Prompt:
Can you copy every one of the lines below word for word, leaving nothing out and changing nothing?

Some records
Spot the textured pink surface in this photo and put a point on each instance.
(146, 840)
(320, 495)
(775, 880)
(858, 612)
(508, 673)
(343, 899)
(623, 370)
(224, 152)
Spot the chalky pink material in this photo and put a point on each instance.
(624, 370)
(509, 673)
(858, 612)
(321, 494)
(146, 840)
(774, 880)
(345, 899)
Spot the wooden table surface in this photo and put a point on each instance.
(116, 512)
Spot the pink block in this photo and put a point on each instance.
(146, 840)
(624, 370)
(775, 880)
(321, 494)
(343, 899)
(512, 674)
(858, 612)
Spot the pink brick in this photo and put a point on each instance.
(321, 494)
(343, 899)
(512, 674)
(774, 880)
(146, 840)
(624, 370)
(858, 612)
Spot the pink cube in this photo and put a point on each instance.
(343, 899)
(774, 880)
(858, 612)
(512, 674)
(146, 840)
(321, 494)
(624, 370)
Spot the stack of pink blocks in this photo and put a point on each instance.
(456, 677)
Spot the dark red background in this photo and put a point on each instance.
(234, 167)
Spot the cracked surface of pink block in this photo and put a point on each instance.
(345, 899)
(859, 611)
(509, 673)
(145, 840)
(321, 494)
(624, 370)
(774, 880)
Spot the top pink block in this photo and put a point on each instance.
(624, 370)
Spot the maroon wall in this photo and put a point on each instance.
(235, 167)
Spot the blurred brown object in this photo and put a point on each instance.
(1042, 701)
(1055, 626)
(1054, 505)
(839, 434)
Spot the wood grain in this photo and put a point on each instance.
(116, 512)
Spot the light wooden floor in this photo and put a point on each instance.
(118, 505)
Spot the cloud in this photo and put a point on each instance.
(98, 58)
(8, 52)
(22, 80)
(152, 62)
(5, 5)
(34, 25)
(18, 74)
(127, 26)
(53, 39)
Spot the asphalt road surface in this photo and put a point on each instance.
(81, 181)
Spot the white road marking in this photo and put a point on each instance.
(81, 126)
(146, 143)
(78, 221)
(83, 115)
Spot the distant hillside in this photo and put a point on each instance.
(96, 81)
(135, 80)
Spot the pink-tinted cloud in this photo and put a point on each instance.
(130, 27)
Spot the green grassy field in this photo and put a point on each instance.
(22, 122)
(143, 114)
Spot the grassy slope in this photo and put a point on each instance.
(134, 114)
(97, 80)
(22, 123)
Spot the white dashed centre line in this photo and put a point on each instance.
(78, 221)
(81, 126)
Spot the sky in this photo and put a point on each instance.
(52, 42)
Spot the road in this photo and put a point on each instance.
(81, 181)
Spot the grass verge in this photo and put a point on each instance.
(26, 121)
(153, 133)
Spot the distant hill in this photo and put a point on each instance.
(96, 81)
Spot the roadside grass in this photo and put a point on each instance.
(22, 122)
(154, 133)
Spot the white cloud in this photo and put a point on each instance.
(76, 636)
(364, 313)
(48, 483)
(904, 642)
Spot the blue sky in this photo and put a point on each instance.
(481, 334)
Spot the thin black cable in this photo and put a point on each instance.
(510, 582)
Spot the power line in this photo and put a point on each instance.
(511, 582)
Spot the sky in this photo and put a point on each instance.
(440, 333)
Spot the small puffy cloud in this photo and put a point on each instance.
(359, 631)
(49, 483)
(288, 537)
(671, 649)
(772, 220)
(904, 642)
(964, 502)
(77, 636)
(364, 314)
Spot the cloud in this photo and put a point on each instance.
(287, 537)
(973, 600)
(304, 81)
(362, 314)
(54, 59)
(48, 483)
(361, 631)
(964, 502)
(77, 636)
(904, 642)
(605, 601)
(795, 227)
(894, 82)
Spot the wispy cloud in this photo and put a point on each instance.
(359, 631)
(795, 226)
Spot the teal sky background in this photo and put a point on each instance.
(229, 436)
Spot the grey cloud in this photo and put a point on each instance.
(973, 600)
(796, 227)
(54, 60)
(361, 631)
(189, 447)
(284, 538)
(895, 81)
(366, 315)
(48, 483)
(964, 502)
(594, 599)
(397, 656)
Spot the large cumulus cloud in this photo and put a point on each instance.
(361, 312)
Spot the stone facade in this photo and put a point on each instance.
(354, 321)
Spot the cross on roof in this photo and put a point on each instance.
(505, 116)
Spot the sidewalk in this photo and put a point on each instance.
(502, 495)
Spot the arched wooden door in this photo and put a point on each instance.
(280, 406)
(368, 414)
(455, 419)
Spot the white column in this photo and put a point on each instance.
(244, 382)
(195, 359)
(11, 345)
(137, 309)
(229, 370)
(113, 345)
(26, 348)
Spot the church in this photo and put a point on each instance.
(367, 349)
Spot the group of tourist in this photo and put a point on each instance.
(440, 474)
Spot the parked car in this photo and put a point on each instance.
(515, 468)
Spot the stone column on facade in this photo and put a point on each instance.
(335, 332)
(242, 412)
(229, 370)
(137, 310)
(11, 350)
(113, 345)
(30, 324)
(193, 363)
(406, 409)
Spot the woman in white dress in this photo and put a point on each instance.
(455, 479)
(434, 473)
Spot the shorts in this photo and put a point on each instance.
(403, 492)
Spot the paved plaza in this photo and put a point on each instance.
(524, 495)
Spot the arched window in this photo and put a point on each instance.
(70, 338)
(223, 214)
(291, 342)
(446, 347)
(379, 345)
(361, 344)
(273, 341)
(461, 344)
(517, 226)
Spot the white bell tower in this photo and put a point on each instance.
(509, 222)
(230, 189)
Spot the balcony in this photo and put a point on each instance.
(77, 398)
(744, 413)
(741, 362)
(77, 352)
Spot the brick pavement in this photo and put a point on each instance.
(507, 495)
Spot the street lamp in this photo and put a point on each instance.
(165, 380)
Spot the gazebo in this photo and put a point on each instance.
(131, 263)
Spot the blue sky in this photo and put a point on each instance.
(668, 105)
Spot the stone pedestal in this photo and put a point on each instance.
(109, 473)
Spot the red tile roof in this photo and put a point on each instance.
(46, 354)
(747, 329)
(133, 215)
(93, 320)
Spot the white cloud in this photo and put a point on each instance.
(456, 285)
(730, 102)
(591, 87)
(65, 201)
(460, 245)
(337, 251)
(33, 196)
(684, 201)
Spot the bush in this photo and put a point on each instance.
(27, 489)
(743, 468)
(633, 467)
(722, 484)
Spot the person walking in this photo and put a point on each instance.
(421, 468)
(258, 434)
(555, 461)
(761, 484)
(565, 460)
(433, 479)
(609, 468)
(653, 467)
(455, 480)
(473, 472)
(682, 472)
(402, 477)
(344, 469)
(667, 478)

Exercise answer:
Spot the textured pink surface in this photo and put a point on each instance.
(146, 840)
(320, 495)
(775, 880)
(858, 612)
(508, 673)
(343, 899)
(623, 370)
(224, 152)
Spot the chalky pink material in this photo and put a point on each instance.
(624, 370)
(509, 673)
(858, 612)
(321, 494)
(146, 840)
(774, 880)
(345, 899)
Spot the wooden table surface in this photo and put a point on each instance.
(116, 512)
Spot the pink block in this photo and put a point on each instance.
(146, 840)
(624, 370)
(775, 880)
(321, 494)
(343, 899)
(512, 674)
(858, 612)
Spot the pink brick in this photo and put a point on each instance.
(321, 494)
(343, 899)
(512, 674)
(774, 880)
(146, 840)
(624, 370)
(858, 612)
Spot the pink cube in this photo and put a point on each instance.
(343, 899)
(774, 880)
(858, 612)
(512, 674)
(146, 840)
(321, 494)
(624, 370)
Spot the stack of pink blocks in this photo and put a point on each instance.
(456, 677)
Spot the dark red background in this photo and put a point on each instance.
(234, 167)
Spot the cracked surface of pink block in this photo and put a point on each instance.
(345, 899)
(859, 611)
(509, 673)
(145, 840)
(321, 494)
(624, 370)
(774, 880)
Spot the top pink block in this photo and put a point on each instance.
(624, 370)
Spot the maroon wall in this photo and put a point on each instance.
(235, 167)
Spot the blurred brown object in this photo and put a point on each instance.
(1042, 701)
(1055, 626)
(1054, 505)
(839, 434)
Spot the wood grain in this photo and put a point on each instance.
(116, 512)
Spot the light wooden floor in this photo and put a point on each instance.
(118, 505)
Spot the cloud in this photo and put a point on each instance.
(98, 58)
(8, 52)
(22, 80)
(152, 62)
(5, 5)
(34, 25)
(18, 74)
(127, 26)
(53, 39)
Spot the asphalt road surface in this photo and put a point on each instance.
(81, 181)
Spot the white road marking in this photo and put a point on each instance.
(81, 126)
(146, 143)
(78, 221)
(83, 115)
Spot the distant hillside in this photo and put a point on each instance.
(96, 81)
(135, 80)
Spot the pink-tinted cloud in this photo and put a point on each instance.
(130, 27)
Spot the green grassy field in this photo and put a point on each instance.
(22, 122)
(143, 114)
Spot the grassy slope in this photo and put a point on each instance.
(134, 114)
(97, 80)
(22, 123)
Spot the white dashed centre line in this photo and put a point on each instance.
(78, 221)
(81, 126)
Spot the sky in this photo and put a point on each instance.
(52, 42)
Spot the road in this photo and put a point on each instance.
(81, 181)
Spot the grass verge in this photo and put a point on each instance.
(26, 121)
(153, 133)
Spot the distant hill in this photo and put a point on each instance.
(96, 81)
Spot the roadside grass in this photo and put a point on each instance.
(22, 122)
(154, 133)
Spot the white cloud in this photo and put a point on each instance.
(76, 636)
(364, 313)
(48, 483)
(904, 642)
Spot the blue sky in this photo and put a point on each instance.
(481, 334)
Spot the thin black cable in this photo and put a point on each instance.
(510, 582)
Spot the power line in this photo and put a point on each instance.
(511, 582)
Spot the sky in this photo and put a point on each instance.
(440, 333)
Spot the small puffy cloud in this photo and put a point on each instance.
(359, 631)
(49, 483)
(288, 537)
(671, 649)
(772, 220)
(904, 642)
(964, 502)
(77, 636)
(364, 314)
Spot the cloud in this photo and put a point on each instance.
(287, 537)
(973, 600)
(304, 81)
(362, 314)
(54, 59)
(48, 483)
(361, 631)
(964, 502)
(77, 636)
(904, 642)
(605, 601)
(795, 227)
(894, 82)
Spot the wispy cloud in this photo and put a point on each instance.
(359, 631)
(795, 226)
Spot the teal sky background in this photo and put a point on each instance.
(229, 436)
Spot the grey cloud in this photo and put a point on each instance.
(973, 600)
(796, 227)
(54, 60)
(361, 631)
(189, 447)
(284, 538)
(895, 81)
(366, 315)
(48, 483)
(964, 502)
(594, 599)
(397, 656)
Spot the large cumulus cloud in this photo and put a point on each instance.
(361, 312)
Spot the stone facade in this photo and put a point on each instance.
(354, 321)
Spot the cross on roof in this photo and put a point on each instance.
(505, 116)
Spot the sidewalk in this photo and put a point on each instance.
(502, 495)
Spot the arched wooden door in this photo and put a point on each instance.
(280, 406)
(368, 414)
(455, 419)
Spot the white column in this photo and put a point on each instance.
(244, 382)
(195, 359)
(11, 345)
(137, 309)
(229, 370)
(113, 345)
(26, 348)
Spot the church in this photo and put a point on each instance.
(367, 349)
Spot the group of tourist in this photo and put a point on each instance.
(440, 474)
Spot the parked car in this photo and put a point on each instance.
(515, 468)
Spot the stone column on facade in this photo and put a point on each instance.
(335, 332)
(242, 412)
(229, 370)
(137, 310)
(11, 350)
(113, 345)
(30, 324)
(193, 363)
(406, 409)
Spot the woman in white dress in this photo and put a point on each instance.
(455, 479)
(434, 473)
Spot the shorts in this photo and put a point on each instance.
(403, 492)
Spot the paved plaza in this photo and put a point on each instance.
(524, 495)
Spot the arched window in this photo and put a point on each instance.
(70, 338)
(223, 214)
(291, 342)
(446, 347)
(379, 345)
(361, 344)
(273, 341)
(461, 344)
(517, 226)
Spot the white bell tower in this photo and put a point on each instance.
(509, 222)
(230, 189)
Spot the balcony in this photo and put a point on each instance.
(77, 398)
(744, 413)
(741, 362)
(77, 352)
Spot the brick pavement in this photo and put a point on each instance.
(507, 495)
Spot the street lamp in this photo and put a point on each instance.
(165, 380)
Spot the gazebo in this photo and put a point on each instance.
(131, 263)
Spot the blue sky in this photo and put a point on each instance.
(668, 105)
Spot the stone pedestal in this photo and put a point on each instance.
(109, 473)
Spot the red tile roof in this photo and put a point on each instance.
(46, 354)
(747, 329)
(133, 215)
(93, 320)
Spot the white cloud in this photo and put a point on each instance.
(456, 285)
(730, 102)
(591, 87)
(65, 201)
(460, 245)
(337, 251)
(33, 196)
(684, 201)
Spot the bush in this photo and put a point on each instance.
(27, 489)
(743, 468)
(633, 467)
(722, 484)
Spot the person walking in this photo and put a point on each instance.
(421, 468)
(258, 434)
(555, 461)
(761, 484)
(565, 460)
(433, 479)
(609, 468)
(653, 467)
(455, 480)
(473, 472)
(682, 472)
(402, 477)
(344, 469)
(667, 478)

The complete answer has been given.